[TEXT SEGMENT Boundary: Start]
Venue:  Centre for Mathematical Sciences, Cambridge

Dates: 28 – 30 September, 2015



We are experiencing a data-driven revolution at the moment with data being collected at an unprecedented rate across the sciences and industry. The scale and complexity of these modern datasets often render classical techniques infeasible, and several new methods have been developed within the fields of Statistics and Computer Science to address the challenges posed by the large-scale (and often non-standard) nature of the data. The approaches taken by researchers in these fields are often rather different, with statisticians more concerned with extracting the greatest amount of information given limited data, and computer scientists instead thinking of the computational budget as the primary constraint. In order to develop successful methodology for large-scale data, it is often necessary to draw on ideas from both of these approaches and balance statistical efficiency with computational speed.

In this workshop, we will bring together statisticians and computer scientists working on methodology for large-scale data, as well as researchers working on applications in the sciences and industry. The aim is to map out the Big Data landscape in terms of putting forward the challenges faced by practitioners, and charting the main promising directions in Statistics and Computer Science. The final goal would be to foster collaboration and identify new research directions that require a symbiosis of these fields.

Key scientific questions to be answered:

Given current developments in Statistics and Computer Science, and the data analysis challenges that are being faced and will be faced by science and industry as technology develops, what are the key research areas that may benefit from a collaborative approach between the two fields? More specifically, we expect discussion around the following scientific questions:

  • How can we develop prediction and estimation methods that perform well given constraints on both the amount of data and a computational budget?
[TEXT SEGMENT Boundary: End]
[SUPPLIED RECORDS Boundary: Start]
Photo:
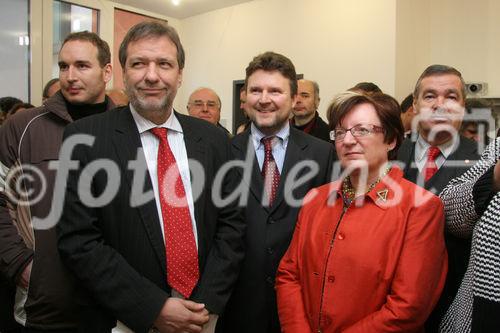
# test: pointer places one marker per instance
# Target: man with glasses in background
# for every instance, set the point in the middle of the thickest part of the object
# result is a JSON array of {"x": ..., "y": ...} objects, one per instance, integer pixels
[{"x": 204, "y": 103}]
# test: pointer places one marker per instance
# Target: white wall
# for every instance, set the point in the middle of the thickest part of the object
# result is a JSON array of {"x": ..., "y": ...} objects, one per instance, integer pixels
[{"x": 337, "y": 43}]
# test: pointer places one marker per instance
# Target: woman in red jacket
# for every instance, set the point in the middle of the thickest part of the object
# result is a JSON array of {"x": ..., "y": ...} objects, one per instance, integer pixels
[{"x": 368, "y": 251}]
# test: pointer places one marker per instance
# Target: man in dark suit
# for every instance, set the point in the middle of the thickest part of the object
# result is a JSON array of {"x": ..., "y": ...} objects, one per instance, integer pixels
[
  {"x": 156, "y": 253},
  {"x": 438, "y": 155},
  {"x": 277, "y": 154}
]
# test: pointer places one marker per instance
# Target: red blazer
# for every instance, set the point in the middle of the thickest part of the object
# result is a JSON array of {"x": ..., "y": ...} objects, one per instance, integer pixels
[{"x": 378, "y": 267}]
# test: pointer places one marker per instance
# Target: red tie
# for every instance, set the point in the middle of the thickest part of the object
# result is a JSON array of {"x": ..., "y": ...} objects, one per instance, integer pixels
[
  {"x": 181, "y": 253},
  {"x": 270, "y": 170},
  {"x": 430, "y": 166}
]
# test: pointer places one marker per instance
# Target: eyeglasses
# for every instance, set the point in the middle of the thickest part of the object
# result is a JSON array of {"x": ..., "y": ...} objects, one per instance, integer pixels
[
  {"x": 356, "y": 131},
  {"x": 200, "y": 104}
]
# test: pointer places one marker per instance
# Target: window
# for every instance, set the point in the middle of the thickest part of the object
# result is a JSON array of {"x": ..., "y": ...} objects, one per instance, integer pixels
[
  {"x": 68, "y": 18},
  {"x": 15, "y": 50}
]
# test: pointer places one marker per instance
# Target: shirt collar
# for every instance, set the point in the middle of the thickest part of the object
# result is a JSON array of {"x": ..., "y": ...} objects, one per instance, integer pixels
[
  {"x": 144, "y": 125},
  {"x": 282, "y": 134},
  {"x": 446, "y": 148}
]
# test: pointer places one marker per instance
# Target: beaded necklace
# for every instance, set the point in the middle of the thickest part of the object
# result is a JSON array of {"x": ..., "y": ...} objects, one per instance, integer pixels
[{"x": 348, "y": 190}]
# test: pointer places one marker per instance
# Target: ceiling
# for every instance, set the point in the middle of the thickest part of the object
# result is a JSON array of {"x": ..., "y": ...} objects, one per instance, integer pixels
[{"x": 186, "y": 8}]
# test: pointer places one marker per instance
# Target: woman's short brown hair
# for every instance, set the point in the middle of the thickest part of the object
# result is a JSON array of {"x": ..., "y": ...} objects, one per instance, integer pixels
[{"x": 387, "y": 108}]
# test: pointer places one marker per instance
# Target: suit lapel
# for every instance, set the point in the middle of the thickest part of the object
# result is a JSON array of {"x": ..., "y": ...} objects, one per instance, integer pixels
[
  {"x": 127, "y": 141},
  {"x": 241, "y": 146}
]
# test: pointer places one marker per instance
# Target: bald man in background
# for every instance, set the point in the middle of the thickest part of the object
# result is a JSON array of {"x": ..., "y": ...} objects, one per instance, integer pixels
[
  {"x": 305, "y": 112},
  {"x": 204, "y": 103}
]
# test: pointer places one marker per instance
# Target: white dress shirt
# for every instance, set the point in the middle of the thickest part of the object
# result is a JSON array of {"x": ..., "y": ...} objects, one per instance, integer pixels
[
  {"x": 150, "y": 144},
  {"x": 279, "y": 148}
]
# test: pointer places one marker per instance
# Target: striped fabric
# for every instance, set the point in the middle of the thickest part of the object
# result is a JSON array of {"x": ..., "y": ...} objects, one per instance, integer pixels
[{"x": 482, "y": 278}]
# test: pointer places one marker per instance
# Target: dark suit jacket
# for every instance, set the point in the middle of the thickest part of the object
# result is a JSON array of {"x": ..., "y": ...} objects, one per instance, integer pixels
[
  {"x": 117, "y": 250},
  {"x": 252, "y": 307},
  {"x": 458, "y": 248}
]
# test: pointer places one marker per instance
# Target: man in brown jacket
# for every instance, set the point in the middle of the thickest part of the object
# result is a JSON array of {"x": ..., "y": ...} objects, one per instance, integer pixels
[{"x": 29, "y": 148}]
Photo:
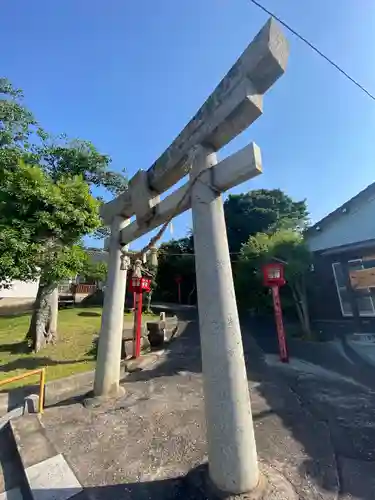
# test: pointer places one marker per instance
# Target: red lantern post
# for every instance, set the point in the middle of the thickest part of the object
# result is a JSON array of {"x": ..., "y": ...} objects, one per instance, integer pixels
[
  {"x": 138, "y": 286},
  {"x": 273, "y": 277}
]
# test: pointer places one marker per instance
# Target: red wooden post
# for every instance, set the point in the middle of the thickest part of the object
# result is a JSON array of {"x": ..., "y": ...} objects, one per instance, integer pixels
[
  {"x": 279, "y": 324},
  {"x": 137, "y": 350},
  {"x": 138, "y": 286},
  {"x": 178, "y": 280}
]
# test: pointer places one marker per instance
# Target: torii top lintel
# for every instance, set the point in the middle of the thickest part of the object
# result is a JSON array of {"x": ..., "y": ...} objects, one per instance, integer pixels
[{"x": 231, "y": 108}]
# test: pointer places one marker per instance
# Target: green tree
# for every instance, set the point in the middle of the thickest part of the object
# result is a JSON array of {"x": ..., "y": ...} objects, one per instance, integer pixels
[
  {"x": 261, "y": 211},
  {"x": 94, "y": 272},
  {"x": 54, "y": 205},
  {"x": 289, "y": 247}
]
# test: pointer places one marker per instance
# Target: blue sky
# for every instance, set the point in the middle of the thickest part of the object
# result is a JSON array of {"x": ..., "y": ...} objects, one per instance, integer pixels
[{"x": 129, "y": 75}]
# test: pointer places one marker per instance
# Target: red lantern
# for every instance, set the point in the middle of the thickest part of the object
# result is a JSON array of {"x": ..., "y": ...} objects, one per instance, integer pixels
[
  {"x": 273, "y": 274},
  {"x": 140, "y": 285}
]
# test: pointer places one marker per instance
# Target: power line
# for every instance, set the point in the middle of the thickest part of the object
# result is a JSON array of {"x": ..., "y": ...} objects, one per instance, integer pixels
[{"x": 314, "y": 48}]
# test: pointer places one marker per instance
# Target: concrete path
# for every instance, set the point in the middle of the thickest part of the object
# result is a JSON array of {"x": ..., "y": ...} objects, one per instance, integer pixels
[
  {"x": 142, "y": 445},
  {"x": 336, "y": 388}
]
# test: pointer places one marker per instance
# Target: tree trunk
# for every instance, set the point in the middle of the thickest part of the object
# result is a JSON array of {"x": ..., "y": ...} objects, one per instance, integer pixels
[
  {"x": 300, "y": 299},
  {"x": 43, "y": 324}
]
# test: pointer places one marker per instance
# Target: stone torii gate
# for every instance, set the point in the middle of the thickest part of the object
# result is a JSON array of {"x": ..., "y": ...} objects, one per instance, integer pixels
[{"x": 232, "y": 107}]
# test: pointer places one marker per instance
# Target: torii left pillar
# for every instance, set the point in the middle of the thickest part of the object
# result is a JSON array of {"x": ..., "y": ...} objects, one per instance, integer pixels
[{"x": 107, "y": 373}]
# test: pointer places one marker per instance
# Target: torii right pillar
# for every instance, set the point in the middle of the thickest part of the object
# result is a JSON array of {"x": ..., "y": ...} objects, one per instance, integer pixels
[{"x": 232, "y": 456}]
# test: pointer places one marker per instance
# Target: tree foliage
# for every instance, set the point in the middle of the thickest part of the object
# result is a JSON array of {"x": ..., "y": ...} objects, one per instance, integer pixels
[
  {"x": 261, "y": 211},
  {"x": 46, "y": 204},
  {"x": 287, "y": 246}
]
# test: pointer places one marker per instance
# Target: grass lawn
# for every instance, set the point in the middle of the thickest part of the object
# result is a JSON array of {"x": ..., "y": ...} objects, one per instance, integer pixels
[{"x": 73, "y": 353}]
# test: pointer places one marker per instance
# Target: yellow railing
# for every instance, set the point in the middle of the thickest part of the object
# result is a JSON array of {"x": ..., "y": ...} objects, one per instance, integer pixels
[{"x": 42, "y": 383}]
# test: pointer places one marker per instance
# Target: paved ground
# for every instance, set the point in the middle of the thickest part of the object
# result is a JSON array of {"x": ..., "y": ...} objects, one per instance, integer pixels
[{"x": 140, "y": 446}]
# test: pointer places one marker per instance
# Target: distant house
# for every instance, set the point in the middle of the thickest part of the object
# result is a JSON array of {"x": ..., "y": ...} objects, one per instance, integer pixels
[
  {"x": 343, "y": 244},
  {"x": 23, "y": 293}
]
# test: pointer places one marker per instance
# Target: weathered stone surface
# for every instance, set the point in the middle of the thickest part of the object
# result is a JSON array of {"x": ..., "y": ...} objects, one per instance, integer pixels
[
  {"x": 52, "y": 479},
  {"x": 230, "y": 109}
]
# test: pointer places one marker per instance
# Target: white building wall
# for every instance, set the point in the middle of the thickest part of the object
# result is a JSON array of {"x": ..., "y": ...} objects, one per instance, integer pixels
[
  {"x": 20, "y": 290},
  {"x": 356, "y": 225}
]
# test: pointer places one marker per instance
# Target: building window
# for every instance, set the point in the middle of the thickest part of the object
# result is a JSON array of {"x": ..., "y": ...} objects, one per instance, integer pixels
[{"x": 365, "y": 297}]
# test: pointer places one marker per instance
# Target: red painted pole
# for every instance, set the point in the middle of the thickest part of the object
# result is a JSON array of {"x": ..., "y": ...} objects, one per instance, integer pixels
[
  {"x": 139, "y": 327},
  {"x": 279, "y": 325}
]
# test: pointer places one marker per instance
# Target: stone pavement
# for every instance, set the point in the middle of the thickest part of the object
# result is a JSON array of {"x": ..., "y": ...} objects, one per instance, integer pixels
[{"x": 142, "y": 445}]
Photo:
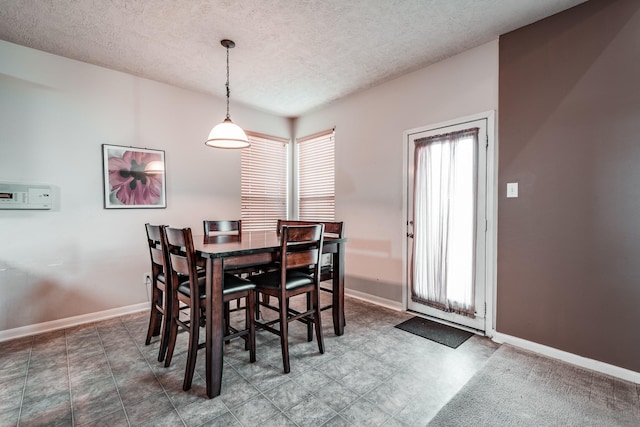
[SUPPLIED RECORDS Boundary: End]
_SET OF TASKS:_
• A. On what dates does the workshop description say the event takes place?
• B. Please list the groups of people that the workshop description says the workshop will bring together.
• C. Continue the workshop description from its last bullet point.

_EXERCISE RESULTS:_
• A. 28 – 30 September, 2015

• B.
- Statisticians working on methodology for large-scale data
- Computer scientists working on methodology for large-scale data
- Researchers working on applications in the sciences and industry

• C.
  • How can we quantify uncertainty in complex and high-dimensional settings in a way that is computationally efficient and also takes account of the limitation that any output must be interpretable?

Key topics to be addressed:

  • High-dimensional inference
  • Large-scale optimisation
  • Network data
  • Genomics
  • The role of randomisation in large-scale learning
  • Online algorithms
  • Sketching.

Key sectors involved and impacted:

Both the mathematical sciences community and the computer science community will be involved and impacted by this workshop.  In addition to feeding back into core fundamental research in high-dimensional statistical methodology and the theory of algorithms, the workshop will also benefit practitioners across the big data sector, allowing them to better understand future developments in computational-statistical efficiency trade-offs and the ability to quantify uncertainty in the context of big data analytics.